Do this. Find each row below that contains the word "vest" and copy those rows in full.

Start of Supplied information

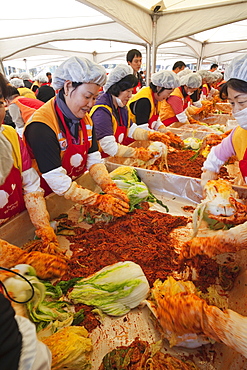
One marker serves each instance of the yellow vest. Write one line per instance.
(114, 121)
(47, 114)
(239, 140)
(27, 93)
(12, 136)
(145, 92)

End of Supplied information

Solution.
One marker serves each instance of the yellow vest. Write one line per instance.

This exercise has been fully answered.